» Written exercise: Select each line in the rows below that contains the string "rocky".

» Provided entries:
--- START ---
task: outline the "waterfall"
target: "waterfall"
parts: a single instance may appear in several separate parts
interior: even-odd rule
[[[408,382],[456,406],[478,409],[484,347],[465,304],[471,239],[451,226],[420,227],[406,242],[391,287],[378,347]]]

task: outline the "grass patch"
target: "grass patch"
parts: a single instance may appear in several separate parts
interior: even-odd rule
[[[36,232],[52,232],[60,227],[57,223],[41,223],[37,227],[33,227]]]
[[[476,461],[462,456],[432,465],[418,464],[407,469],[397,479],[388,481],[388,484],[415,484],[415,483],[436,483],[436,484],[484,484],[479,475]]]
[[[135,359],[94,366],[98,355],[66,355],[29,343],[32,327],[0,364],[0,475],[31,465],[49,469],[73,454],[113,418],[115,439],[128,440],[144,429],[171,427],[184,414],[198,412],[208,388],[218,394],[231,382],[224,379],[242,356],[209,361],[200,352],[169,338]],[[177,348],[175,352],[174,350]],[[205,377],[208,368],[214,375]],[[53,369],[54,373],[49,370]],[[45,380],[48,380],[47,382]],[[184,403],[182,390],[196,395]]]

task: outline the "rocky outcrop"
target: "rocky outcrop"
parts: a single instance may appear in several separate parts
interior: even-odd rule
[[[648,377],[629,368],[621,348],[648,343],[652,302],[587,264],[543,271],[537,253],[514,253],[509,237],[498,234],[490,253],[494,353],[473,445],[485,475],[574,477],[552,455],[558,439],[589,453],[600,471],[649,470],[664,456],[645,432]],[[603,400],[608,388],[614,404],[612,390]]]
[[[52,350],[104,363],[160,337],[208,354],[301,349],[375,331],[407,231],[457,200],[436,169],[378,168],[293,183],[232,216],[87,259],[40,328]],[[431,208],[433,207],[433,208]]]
--- END ---
» Result of this task:
task: outline the "rocky outcrop"
target: "rocky outcrop"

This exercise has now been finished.